• The tasks
1. In the message on file name encoding below, which version of Qt did the writer remove the similar solution from?
2. Summarize the message on file name encoding below in two sentences.
3. Quote the part of the message on file name encoding below starting with "From: Thiago Macieira" and going on through "your pep-383 things).".
Text to read start
C++ Logo

sg16

Advanced search

Re: [SG16] A UTF-8 environment specification; an alternative to assuming UTF-8 based on choice of literal encoding

From: Thiago Macieira <thiago_at_[hidden]>
Date: Thu, 29 Jul 2021 16:17:58 -0700
On Thursday, 29 July 2021 13:07:04 PDT Charlie Barto wrote:
> Upon reflection I don't think WTF-8 is right for unix, I think for unix the
> (possibly implementation defined) behavior should be "an array of zero
> terminated byte strings, that don't contain 0x0". Not all byte strings are
> valid WTF-8, if you're on unix and need to transcode to UTF-16 with round
> tripping I think you need something like PEP-383, instead (notably the
> system need not know about your pep-383 things).

Thanks for pointing out the existence of PEP-383 and from there the UTF-8b
possibility. It's an interesting solution.

Qt 3 did have a similar solution for a time, though it used a different
character range. It was done when Linux was transitioning to UTF-8, back in
2004. I removed it from Qt 4 a while ago, because it caused other problems
elsewhere.

Even in Python it's not entirely perfect. Unlike the old Qt solution, they
appear to have applied it only to file names (which includes the command-
line):

$ cat test.py
import sys, os
try:
  f = os.open(sys.argv[1], os.O_RDONLY)
except:
  print("Could not open file:", sys.argv[1])

$ python3 test.py $'\341'
Could not open file: Traceback (most recent call last):
  File "test.py", line 3, in <module>
    f = os.open(sys.argv[1], os.O_RDONLY)
FileNotFoundError: [Errno 2] No such file or directory: '\udce1'

During handling of the above exception, another exception occurred:

Traceback (most recent call last):
  File "test.py", line 5, in <module>
    print("Could not open file:", sys.argv[1])
UnicodeEncodeError: 'utf-8' codec can't encode character '\udce1' in position
0: surrogates not allowed

So far, the conclusion I come to is that applications can choose one of three
evils:
1) keep file names in 8-bit, so improperly-encoded UTF-8 can round-trip back
  on Unix, but will have trouble with improper UTF-16 on Windows
2) keep file names in 16-bit, so improperly-encoded UTF-16 can round-trip back
  on Windows, but will have trouble with improper UTF-8 on Unix
3) keep file names in 32-bit and have problems with both

In any of those scenarios, there's data loss the moment the file name is
presented to the user in an editing widget and the user edits.

-- 
Thiago Macieira - thiago (AT) macieira.info - thiago (AT) kde.org
   Software Architect - Intel DPG Cloud Engineering

Received on 2021-07-29 18:18:02
Text to read end
Raw data start
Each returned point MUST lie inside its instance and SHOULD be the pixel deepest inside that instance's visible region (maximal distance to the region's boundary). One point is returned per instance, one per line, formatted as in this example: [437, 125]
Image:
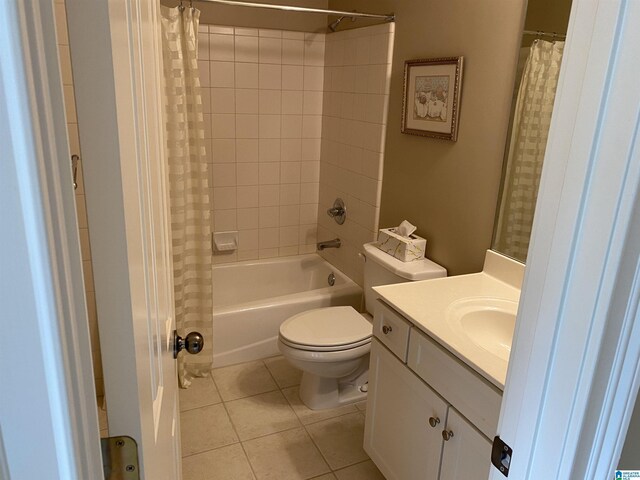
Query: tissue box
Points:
[406, 249]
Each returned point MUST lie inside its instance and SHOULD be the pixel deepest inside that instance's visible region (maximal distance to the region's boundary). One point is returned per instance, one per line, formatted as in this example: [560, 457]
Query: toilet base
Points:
[319, 393]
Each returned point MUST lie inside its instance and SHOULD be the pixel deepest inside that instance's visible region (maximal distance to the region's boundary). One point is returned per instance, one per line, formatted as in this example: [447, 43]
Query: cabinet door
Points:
[467, 454]
[397, 435]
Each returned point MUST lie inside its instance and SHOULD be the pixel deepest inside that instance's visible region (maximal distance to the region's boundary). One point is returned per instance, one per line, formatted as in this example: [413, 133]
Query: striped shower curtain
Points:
[188, 186]
[528, 142]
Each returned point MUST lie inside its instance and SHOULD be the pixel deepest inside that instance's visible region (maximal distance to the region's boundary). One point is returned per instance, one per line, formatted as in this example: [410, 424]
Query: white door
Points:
[466, 453]
[116, 57]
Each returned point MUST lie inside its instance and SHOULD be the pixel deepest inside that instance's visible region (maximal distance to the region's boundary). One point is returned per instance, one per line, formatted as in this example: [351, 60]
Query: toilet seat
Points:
[326, 329]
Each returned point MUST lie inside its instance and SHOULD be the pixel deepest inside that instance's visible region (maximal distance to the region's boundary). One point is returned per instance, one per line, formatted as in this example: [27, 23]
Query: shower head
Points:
[333, 26]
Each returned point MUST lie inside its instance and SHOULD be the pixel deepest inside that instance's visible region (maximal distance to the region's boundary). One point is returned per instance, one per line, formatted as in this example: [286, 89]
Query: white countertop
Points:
[425, 304]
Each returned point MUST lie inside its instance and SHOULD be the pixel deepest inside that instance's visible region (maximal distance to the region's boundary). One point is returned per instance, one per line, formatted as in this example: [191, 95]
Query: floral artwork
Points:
[431, 98]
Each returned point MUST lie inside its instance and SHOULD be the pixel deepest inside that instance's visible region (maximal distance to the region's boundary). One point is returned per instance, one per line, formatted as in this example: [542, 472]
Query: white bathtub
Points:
[251, 299]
Raw data end
• Solutions below
1. Qt 4.

2. The writer finds PEP-383 and UTF-8b interesting, but notes that Qt 3 once used a similar solution and it was removed from Qt 4 because it caused other problems, and that Python's version, applied only to file names, is not entirely perfect. The writer concludes that applications must choose among keeping file names in 8-bit, 16-bit, or 32-bit form, each with its own trouble, and that data is lost once a user edits a file name shown in an editing widget.

3.
From: Thiago Macieira <thiago_at_[hidden]>
Date: Thu, 29 Jul 2021 16:17:58 -0700
On Thursday, 29 July 2021 13:07:04 PDT Charlie Barto wrote:
> Upon reflection I don't think WTF-8 is right for unix, I think for unix the
> (possibly implementation defined) behavior should be "an array of zero
> terminated byte strings, that don't contain 0x0". Not all byte strings are
> valid WTF-8, if you're on unix and need to transcode to UTF-16 with round
> tripping I think you need something like PEP-383, instead (notably the
> system need not know about your pep-383 things).